## SET EXERCISE
Collect every line of the material below that contains the string "reed", treating uppercase and lowercase as different.

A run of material
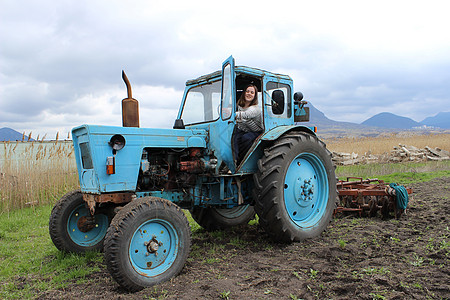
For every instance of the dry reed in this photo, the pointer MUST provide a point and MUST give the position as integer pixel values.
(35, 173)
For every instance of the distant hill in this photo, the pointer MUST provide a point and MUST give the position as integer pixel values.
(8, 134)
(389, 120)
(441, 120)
* * *
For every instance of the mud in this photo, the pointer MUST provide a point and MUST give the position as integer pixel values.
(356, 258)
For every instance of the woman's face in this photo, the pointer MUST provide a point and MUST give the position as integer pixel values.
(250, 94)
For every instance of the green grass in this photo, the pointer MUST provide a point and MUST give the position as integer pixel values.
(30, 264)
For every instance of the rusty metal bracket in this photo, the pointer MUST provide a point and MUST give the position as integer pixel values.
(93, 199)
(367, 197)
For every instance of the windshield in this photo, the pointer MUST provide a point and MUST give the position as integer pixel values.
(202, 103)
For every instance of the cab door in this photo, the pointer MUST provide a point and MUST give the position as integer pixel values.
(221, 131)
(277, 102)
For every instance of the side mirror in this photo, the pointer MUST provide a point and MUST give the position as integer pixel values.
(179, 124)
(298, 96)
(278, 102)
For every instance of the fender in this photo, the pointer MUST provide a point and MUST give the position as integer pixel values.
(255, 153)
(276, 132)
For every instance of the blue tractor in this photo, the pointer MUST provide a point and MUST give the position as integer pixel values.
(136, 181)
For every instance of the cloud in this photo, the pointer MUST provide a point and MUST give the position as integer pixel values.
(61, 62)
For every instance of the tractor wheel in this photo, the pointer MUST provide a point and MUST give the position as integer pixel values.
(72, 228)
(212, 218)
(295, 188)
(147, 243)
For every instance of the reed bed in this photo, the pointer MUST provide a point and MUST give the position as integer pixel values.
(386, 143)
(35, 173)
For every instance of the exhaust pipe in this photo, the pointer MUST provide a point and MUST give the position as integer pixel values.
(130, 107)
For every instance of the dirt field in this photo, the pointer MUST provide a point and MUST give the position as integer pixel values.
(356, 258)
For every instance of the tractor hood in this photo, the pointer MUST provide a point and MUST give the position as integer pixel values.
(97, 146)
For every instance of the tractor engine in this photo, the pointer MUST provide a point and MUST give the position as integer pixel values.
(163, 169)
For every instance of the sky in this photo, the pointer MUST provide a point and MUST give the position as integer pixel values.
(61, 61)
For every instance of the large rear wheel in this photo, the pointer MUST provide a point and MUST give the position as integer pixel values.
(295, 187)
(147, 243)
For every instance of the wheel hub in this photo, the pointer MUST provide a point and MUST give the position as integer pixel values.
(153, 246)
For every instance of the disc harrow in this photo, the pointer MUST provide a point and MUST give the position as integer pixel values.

## SOLUTION TO THE EXERCISE
For every instance of the dry reed in this photo, the pointer MUST provide a point and MUST give the position as integer pixel values.
For every instance of the reed bed in this photo, the pointer MUST provide a point and MUST give the position as integer pixel values.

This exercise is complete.